-- Assigned task 1 --
From the ocean mixing text below, write out the passage that begins at the words "Photo by Silas" and ends after the words "boundary layer parameterization.".
-- Assigned task 2 --
According to the ocean mixing text below, what is the full name of the parameterization abbreviated as ePBL?

-- Source document --

Ocean Mixing
The near-surface layer of the ocean hosts a variety of turbulent processes that act together to determine how water and its properties are mixed. My research primarily focuses on processes that drive vertical mixing in this near-surface regime, through which the atmosphere and ocean interior ultimately exchange properties. This problem is important for understanding how the ocean works and its role in weather and climate over a variety of timescales. This includes the intense turbulence driven by extreme winds and waves under a tropical cycle, diurnal cycles of heating and cooling, and seasonal cycles of turbulence and boundary layer entrainment/detrainment.
Much of my work focuses on developing parameterizations, or sub-models within an ocean circulation model that are designed to take information from the model (e.g., currents, waves, stratification, and surface fluxes of heat and momentum) and tell the model how much mixing occurs. This is necessary because the models are specifically designed to address relatively large-scale problems, such as circulation on scales ranging from several kilometers to planetary scales, but mixing is a small-scale process dealing with fluctuations that occur on scales of meters and smaller. The model therefore doesn’t simulate the necessary information to directly resolve turbulence, hence the need to build these sub-model “parameterizations”.

Photo by Silas Baisch
energetic Planetary Boundary Layer
There are numerous approaches to parameterizing the turbulence in the ocean for ocean circulation models. Within MOM6, we have implemented a parameterization called the energetic Planetary Boundary Layer, or ePBL. This parameterization utilizes foundational ideas about bulk energy budgets that drive boundary layer turbulence. It is characterized by a balance between computational efficiency and representing important physical processes. I work closely with Robert Hallberg at GFDL on continued development of this boundary layer parameterization.
- The main ideas behind ePBL: Reichl and Hallberg, 2018
- Comparing ePBL amongst other similar parameterizations: Li et al., 2019.
- Enhancing ePBL with machine learning: Sane et al., 2023
Langmuir Turbulence
I work to understand the role of surface waves via Langmuir turbulence in ocean surface boundary layer mixing. I studied Langmuir turbulence under tropical cyclones for the final two chapters of my Ph.D. disseration.

-- Data for review --
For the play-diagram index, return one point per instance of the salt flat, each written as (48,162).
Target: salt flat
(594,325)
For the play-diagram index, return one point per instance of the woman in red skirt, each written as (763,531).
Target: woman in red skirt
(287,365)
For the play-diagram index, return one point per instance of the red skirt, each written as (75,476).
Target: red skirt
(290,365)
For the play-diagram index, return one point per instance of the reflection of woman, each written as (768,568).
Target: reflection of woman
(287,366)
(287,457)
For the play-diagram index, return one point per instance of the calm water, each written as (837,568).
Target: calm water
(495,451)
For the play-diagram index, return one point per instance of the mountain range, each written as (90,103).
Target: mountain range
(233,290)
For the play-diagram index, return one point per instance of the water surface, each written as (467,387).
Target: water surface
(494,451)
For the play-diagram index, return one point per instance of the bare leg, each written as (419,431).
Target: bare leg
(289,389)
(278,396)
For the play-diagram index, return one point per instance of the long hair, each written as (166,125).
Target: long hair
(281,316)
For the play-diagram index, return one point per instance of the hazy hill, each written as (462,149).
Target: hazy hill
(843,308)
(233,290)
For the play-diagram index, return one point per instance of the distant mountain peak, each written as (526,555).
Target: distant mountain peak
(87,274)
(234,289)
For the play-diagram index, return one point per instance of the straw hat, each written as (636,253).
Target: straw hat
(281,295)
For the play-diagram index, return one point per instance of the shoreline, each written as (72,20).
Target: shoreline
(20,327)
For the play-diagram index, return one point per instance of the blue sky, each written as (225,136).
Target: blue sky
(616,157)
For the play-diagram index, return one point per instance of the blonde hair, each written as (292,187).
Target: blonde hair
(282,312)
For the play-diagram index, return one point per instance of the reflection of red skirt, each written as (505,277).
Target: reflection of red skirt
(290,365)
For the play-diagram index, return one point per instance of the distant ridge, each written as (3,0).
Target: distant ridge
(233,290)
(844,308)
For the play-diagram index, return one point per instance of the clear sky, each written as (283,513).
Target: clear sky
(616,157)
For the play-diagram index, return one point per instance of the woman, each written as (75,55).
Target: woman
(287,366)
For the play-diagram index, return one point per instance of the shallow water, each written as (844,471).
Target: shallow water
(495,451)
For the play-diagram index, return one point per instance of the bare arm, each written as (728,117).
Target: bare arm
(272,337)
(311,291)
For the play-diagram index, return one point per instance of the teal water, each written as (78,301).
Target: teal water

-- Written solution 1 --
Photo by Silas Baisch
energetic Planetary Boundary Layer
There are numerous approaches to parameterizing the turbulence in the ocean for ocean circulation models. Within MOM6, we have implemented a parameterization called the energetic Planetary Boundary Layer, or ePBL. This parameterization utilizes foundational ideas about bulk energy budgets that drive boundary layer turbulence. It is characterized by a balance between computational efficiency and representing important physical processes. I work closely with Robert Hallberg at GFDL on continued development of this boundary layer parameterization.

-- Written solution 2 --
The energetic Planetary Boundary Layer.